[start of DATA RECORDS]

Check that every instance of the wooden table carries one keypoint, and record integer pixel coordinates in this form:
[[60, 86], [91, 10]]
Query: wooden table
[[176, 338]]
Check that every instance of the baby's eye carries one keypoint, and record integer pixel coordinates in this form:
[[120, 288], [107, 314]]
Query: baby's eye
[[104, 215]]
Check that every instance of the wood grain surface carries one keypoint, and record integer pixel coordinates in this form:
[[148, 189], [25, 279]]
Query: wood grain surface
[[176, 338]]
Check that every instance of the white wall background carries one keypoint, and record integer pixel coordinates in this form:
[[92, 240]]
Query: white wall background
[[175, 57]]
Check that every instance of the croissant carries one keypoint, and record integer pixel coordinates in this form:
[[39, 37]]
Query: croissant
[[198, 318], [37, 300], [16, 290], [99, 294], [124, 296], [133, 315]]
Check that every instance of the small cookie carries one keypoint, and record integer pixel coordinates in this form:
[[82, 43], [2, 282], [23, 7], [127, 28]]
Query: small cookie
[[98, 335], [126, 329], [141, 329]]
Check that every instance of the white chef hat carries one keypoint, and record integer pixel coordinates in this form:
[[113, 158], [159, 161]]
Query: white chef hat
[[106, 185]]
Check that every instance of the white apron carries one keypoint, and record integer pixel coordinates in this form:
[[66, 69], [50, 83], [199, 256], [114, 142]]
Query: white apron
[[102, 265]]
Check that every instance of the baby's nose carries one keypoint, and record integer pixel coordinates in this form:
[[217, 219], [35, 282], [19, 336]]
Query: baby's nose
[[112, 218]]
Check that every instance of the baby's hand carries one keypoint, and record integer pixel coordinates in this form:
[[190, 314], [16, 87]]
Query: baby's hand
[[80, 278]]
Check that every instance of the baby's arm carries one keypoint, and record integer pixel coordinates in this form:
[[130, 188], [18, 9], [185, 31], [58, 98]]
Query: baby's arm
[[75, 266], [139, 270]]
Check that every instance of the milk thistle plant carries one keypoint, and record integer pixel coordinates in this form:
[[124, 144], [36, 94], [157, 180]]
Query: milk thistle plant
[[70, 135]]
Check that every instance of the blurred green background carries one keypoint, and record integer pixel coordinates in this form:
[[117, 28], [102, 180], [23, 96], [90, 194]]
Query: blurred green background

[end of DATA RECORDS]

### [WHAT TO PRODUCE]
Copy the material above, renaming "keypoint" to "marker" everywhere it occurs and leaving everything else unchanged.

### [FULL SOLUTION]
Check that every instance of the wooden table carries one marker, and record integer pixel coordinates in this form:
[[60, 86], [91, 10]]
Query: wooden table
[[176, 338]]
Check that every instance of the baby's eye carries one marker, and record integer pixel coordinates in this form:
[[120, 288], [107, 314]]
Query: baby's eye
[[104, 215]]
Check that every instance of the wood grain surface carries one marker, and record integer pixel coordinates in this form:
[[148, 189], [25, 279]]
Query: wood grain surface
[[176, 338]]
Check that every instance of the white wall background carries one marker, and record integer pixel coordinates in this form:
[[92, 240]]
Query: white wall background
[[175, 57]]
Check that every instance of the croissant carries one marker, and record integer pixel coordinates in this form:
[[39, 37]]
Query: croissant
[[198, 318], [37, 300], [16, 290], [99, 294], [124, 296], [133, 315]]
Check that every instance of the small cookie carries one marker, and record integer pixel coordinates in this form:
[[82, 43], [2, 282], [23, 7], [127, 28]]
Query: small cookie
[[98, 335], [126, 329], [141, 329]]
Check that every instance of the white chef hat carries one marker, and record integer pixel coordinates in this form:
[[113, 158], [159, 161]]
Query: white chef hat
[[106, 185]]
Check that every instance of the white apron carries one marker, and record integer pixel coordinates in this form:
[[66, 69], [50, 83], [199, 256], [114, 142]]
Query: white apron
[[102, 265]]
Check that every instance of the baby's nose carries one marker, and record integer pixel coordinates in this form:
[[217, 219], [35, 282], [19, 336]]
Query: baby's nose
[[112, 218]]
Check that every instance of the baby's hand carries one marker, and record integer pixel coordinates in this form:
[[190, 314], [16, 87]]
Query: baby's hand
[[80, 278]]
Check that every instance of the baby's arm carries one marker, and record integer pixel coordinates in this form:
[[130, 188], [18, 9], [185, 31], [58, 98]]
Query: baby's arm
[[75, 266], [139, 270]]
Check that every instance of the milk thistle plant carries one marker, and record integer pixel coordinates in this form:
[[124, 144], [36, 94], [157, 180]]
Query: milk thistle plant
[[70, 135]]
Check that every instance of the blurred green background carries one marker, and record integer pixel coordinates in this form:
[[117, 28], [102, 180], [23, 96], [90, 194]]
Query: blurred green background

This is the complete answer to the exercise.